┌─ RECORDS FOR PROCESSING

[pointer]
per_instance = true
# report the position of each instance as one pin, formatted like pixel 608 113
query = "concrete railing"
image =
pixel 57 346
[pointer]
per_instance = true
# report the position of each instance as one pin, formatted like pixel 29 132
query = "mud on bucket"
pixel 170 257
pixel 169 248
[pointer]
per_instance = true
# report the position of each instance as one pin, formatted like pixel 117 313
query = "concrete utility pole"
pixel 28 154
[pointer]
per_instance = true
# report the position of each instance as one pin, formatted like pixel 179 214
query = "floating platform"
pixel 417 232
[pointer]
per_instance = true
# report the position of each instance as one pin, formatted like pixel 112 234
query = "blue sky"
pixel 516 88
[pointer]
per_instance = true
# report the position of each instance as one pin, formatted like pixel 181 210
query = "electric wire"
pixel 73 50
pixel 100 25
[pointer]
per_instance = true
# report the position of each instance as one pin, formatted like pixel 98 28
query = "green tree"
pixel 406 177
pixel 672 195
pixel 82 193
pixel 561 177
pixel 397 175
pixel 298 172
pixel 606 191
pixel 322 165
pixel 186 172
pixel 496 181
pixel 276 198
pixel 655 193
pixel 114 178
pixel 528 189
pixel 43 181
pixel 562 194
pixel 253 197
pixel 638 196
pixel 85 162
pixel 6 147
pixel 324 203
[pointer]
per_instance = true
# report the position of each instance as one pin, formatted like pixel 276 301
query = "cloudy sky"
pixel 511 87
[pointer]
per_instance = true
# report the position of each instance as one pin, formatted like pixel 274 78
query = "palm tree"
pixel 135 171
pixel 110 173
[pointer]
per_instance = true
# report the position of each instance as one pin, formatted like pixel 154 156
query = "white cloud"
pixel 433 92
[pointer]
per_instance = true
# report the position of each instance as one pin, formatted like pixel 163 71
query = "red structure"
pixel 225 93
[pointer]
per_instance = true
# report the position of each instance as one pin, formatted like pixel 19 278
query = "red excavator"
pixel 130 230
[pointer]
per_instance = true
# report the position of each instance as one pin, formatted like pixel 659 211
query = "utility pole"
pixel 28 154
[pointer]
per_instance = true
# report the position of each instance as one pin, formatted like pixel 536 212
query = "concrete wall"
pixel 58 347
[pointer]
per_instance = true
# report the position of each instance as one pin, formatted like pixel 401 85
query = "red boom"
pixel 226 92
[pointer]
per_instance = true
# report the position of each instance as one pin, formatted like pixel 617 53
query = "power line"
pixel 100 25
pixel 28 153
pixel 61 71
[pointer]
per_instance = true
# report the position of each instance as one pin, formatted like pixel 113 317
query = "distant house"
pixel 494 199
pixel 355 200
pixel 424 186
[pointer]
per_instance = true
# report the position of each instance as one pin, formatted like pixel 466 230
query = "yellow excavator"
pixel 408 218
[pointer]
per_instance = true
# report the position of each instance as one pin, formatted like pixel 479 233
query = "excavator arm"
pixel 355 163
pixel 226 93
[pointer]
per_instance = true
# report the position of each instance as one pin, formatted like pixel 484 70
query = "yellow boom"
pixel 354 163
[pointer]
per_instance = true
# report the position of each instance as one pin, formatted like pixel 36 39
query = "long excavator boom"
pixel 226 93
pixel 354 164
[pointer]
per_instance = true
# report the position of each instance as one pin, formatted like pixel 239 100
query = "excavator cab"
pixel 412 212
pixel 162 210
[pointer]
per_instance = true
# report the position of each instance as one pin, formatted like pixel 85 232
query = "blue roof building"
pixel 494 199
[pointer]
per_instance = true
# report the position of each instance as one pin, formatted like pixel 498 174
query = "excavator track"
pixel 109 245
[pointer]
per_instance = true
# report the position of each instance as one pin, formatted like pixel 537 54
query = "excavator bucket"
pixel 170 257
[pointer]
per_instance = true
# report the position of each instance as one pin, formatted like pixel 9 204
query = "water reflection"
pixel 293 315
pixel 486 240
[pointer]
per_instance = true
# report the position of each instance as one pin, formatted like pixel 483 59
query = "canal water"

└─

### AIM OF THE EXERCISE
Please reproduce, word for word, every line from the line with "pixel 85 232" to the final line above, including both ends.

### RESPONSE TO THE TASK
# report the position of each instance as one pin, formatted like pixel 85 232
query = "blue roof building"
pixel 494 199
[pointer]
per_instance = true
# report the position of each instance as one pin, formatted like pixel 498 174
query = "excavator track"
pixel 109 245
[pointer]
per_instance = true
# report the position of each instance as one pin, formatted like pixel 537 54
query = "excavator bucket"
pixel 170 257
[pointer]
per_instance = true
# report the position of each instance as one pin, formatted like pixel 9 204
query = "water reflection"
pixel 293 315
pixel 486 240
[pointer]
per_instance = true
# report the position of each instance as one pin, formatted like pixel 483 59
query = "canal water"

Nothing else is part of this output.